Given instruction 1 -
Answer these questions from the patch thread:
(a) What three things does within_depth() take?
(b) What base depth do the call sites in dir.c always pass?
(c) What does tree_entry_interesting() pass along with the prefix of the current entry when that entry is a directory?
Given instruction 2 - Render this sentence from the patch thread in Spanish: "This ends up not causing any user-visible bugs in the current code."

Thread (14 messages) 14 messages, 2 authors, 2025-08-07

Re: [PATCH 2/3] within_depth: fix return for empty path

From: Toon Claes <hidden>
Date: 2025-08-06 14:30:50

Patrick Steinhardt [off-list ref] writes:
On Tue, Jul 29, 2025 at 08:57:43PM +0200, Toon Claes wrote:
quoted
From: Jeff King <redacted>

The within_depth() function is used to check whether pathspecs limited
by a max-depth parameter are acceptable. It takes a path to check, a
maximum depth, and a "base" depth. It counts the components in the
path (by counting slashes), adds them to the base, and compare them to
s/compare/&s/
quoted
the maximum.

However, if the base does not have any slashes at all, we always return
`true`. If the base depth is 0, then this is correct; no matter what the
maximum is, we are always within it. However, if the base depth is
greater than 0, then we might return an erroneous result.

This ends up not causing any user-visible bugs in the current code. The
call sites in dir.c always pass a base depth of 0, so are unaffected.
But tree_entry_interesting() uses this function differently: it will
pass the prefix of the current entry, along with a `1` if the entry is a
directory, in essence checking whether items inside the entry would be
of interest. It turns out not to make a difference in behavior, but the
reasoning is complex.

[Entries taken from a collection]
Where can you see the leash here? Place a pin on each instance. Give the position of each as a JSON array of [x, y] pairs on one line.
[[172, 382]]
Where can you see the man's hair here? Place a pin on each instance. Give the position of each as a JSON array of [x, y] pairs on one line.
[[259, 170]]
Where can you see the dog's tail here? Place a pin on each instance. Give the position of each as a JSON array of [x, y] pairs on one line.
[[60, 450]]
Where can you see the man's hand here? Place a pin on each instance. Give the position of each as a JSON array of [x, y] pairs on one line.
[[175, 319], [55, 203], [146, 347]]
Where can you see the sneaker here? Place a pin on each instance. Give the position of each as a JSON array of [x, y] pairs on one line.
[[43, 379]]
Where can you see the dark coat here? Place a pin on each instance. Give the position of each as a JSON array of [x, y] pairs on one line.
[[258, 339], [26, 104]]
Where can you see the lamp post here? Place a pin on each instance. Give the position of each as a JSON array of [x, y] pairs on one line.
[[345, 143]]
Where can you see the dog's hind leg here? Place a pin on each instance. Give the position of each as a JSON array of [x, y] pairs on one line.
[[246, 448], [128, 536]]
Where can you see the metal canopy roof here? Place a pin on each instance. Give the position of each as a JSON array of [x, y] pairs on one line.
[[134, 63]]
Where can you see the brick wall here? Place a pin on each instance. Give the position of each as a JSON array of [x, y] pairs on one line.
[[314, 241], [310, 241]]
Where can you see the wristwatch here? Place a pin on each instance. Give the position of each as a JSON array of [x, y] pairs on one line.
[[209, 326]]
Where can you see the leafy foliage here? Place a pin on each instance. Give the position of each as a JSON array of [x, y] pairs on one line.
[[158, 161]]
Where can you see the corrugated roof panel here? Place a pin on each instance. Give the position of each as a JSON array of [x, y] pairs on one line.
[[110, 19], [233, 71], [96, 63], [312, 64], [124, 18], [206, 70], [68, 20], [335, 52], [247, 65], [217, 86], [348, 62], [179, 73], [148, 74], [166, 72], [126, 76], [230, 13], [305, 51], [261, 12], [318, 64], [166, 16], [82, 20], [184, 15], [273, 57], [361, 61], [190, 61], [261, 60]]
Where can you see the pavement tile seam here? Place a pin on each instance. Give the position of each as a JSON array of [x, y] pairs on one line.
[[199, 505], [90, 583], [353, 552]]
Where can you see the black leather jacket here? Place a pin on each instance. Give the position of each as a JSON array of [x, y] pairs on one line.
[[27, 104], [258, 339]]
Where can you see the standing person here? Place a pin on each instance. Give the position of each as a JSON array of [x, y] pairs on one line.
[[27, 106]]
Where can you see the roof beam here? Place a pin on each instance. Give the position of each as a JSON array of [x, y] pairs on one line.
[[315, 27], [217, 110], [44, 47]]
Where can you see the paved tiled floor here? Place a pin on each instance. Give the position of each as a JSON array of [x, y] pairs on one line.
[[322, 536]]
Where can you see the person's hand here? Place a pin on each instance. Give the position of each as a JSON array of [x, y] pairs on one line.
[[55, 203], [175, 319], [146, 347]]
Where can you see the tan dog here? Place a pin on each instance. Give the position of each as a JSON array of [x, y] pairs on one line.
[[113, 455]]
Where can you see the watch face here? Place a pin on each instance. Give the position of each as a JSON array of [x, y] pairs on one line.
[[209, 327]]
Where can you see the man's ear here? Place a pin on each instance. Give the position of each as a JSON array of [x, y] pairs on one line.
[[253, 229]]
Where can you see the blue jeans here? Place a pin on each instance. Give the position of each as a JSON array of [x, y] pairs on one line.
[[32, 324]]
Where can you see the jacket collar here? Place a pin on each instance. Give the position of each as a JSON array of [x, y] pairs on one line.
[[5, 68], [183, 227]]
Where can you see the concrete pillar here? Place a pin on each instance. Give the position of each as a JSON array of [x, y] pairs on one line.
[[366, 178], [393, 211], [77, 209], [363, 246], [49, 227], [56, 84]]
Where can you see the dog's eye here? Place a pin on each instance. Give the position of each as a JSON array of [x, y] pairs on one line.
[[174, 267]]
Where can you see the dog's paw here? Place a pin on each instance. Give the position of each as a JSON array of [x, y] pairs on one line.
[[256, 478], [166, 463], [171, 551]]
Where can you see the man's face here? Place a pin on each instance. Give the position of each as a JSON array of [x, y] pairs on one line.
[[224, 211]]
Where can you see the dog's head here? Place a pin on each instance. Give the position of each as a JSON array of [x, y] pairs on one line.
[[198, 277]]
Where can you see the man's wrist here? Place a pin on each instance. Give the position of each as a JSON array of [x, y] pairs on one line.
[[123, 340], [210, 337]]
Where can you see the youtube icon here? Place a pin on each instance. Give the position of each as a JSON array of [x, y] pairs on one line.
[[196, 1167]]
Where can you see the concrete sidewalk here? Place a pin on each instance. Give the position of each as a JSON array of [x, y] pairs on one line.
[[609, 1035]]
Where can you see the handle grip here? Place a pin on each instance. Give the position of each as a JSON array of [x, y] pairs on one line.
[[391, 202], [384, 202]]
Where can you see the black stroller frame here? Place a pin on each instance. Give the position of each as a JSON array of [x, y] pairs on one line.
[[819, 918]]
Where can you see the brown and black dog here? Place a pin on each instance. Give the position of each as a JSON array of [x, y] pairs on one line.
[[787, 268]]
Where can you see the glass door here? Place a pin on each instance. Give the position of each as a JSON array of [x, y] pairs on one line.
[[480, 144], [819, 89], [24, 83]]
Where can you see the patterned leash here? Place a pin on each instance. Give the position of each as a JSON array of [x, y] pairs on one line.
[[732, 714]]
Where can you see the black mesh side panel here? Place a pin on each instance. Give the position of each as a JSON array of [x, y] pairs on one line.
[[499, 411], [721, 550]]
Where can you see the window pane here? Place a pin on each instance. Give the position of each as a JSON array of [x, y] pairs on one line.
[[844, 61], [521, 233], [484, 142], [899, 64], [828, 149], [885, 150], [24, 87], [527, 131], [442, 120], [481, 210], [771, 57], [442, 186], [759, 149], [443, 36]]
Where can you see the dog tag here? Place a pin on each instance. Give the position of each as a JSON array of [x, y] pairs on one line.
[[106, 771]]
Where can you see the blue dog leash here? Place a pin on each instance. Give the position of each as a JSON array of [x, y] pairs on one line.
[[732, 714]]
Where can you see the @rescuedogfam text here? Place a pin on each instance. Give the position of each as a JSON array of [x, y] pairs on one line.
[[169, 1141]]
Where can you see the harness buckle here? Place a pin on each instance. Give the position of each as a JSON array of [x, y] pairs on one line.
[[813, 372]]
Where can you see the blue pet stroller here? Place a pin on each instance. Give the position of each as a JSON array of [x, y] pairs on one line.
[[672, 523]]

Expected output 1 -
(a) A path to check, a maximum depth, and a "base" depth.
(b) A base depth of 0.
(c) A `1`.

Expected output 2 - Esto termina por no causar ningún error visible para el usuario en el código actual.